■ **Your goal**:
In full and without alteration, write out the data below.

[Segmentation mask data]
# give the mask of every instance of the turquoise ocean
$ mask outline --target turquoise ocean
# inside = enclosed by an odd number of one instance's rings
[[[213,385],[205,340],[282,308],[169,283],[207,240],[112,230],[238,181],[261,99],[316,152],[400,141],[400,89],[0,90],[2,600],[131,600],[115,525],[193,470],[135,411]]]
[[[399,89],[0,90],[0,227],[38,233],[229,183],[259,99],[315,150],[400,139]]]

■ **Expected answer**:
# give the mask of every instance of the turquoise ocean
$ mask outline --target turquoise ocean
# inside = enclosed by an odd number of one instance's rings
[[[213,385],[205,340],[282,308],[169,283],[207,240],[112,230],[238,181],[261,99],[316,152],[400,141],[400,89],[0,90],[2,600],[131,600],[115,525],[193,470],[135,411]]]
[[[399,89],[0,90],[0,227],[38,233],[229,183],[259,99],[315,150],[400,139]]]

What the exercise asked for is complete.